Each line should be copied exactly.

——

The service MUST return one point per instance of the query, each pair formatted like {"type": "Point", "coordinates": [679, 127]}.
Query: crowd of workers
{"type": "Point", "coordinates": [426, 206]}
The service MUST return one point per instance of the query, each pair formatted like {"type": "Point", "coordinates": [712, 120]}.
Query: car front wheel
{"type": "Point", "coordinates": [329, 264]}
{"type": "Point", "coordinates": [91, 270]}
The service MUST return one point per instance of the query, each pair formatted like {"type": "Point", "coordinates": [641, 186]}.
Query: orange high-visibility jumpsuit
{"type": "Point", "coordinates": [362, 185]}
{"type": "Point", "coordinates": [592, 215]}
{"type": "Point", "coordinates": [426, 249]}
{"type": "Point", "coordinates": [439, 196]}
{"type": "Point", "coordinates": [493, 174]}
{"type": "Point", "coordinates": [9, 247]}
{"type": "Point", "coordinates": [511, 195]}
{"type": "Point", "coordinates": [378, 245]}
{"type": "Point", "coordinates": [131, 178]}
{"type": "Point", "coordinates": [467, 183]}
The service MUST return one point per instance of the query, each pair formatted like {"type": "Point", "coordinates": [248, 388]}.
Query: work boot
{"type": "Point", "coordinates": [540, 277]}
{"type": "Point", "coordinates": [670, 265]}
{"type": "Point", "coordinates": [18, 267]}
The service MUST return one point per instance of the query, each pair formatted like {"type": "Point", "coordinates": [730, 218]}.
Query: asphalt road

——

### Solution for this problem
The service MUST return one point per instance of the query, each pair formatted like {"type": "Point", "coordinates": [679, 127]}.
Query: crowd of workers
{"type": "Point", "coordinates": [426, 206]}
The service MUST return one point per instance of the query, each pair formatted like {"type": "Point", "coordinates": [712, 120]}.
Query: car front wheel
{"type": "Point", "coordinates": [329, 264]}
{"type": "Point", "coordinates": [91, 270]}
The service MUST return one point per instance of the query, each pair formatted like {"type": "Point", "coordinates": [641, 186]}.
Query: orange high-visibility jumpsuit
{"type": "Point", "coordinates": [362, 185]}
{"type": "Point", "coordinates": [592, 215]}
{"type": "Point", "coordinates": [426, 249]}
{"type": "Point", "coordinates": [439, 196]}
{"type": "Point", "coordinates": [493, 174]}
{"type": "Point", "coordinates": [9, 247]}
{"type": "Point", "coordinates": [511, 195]}
{"type": "Point", "coordinates": [378, 245]}
{"type": "Point", "coordinates": [131, 178]}
{"type": "Point", "coordinates": [467, 183]}
The service MUST return one point per instance of the query, each pair formatted like {"type": "Point", "coordinates": [248, 388]}.
Query: work boot
{"type": "Point", "coordinates": [540, 277]}
{"type": "Point", "coordinates": [670, 265]}
{"type": "Point", "coordinates": [18, 267]}
The service MUST return one point per instance of the query, each pair formatted like {"type": "Point", "coordinates": [730, 218]}.
Query: asphalt road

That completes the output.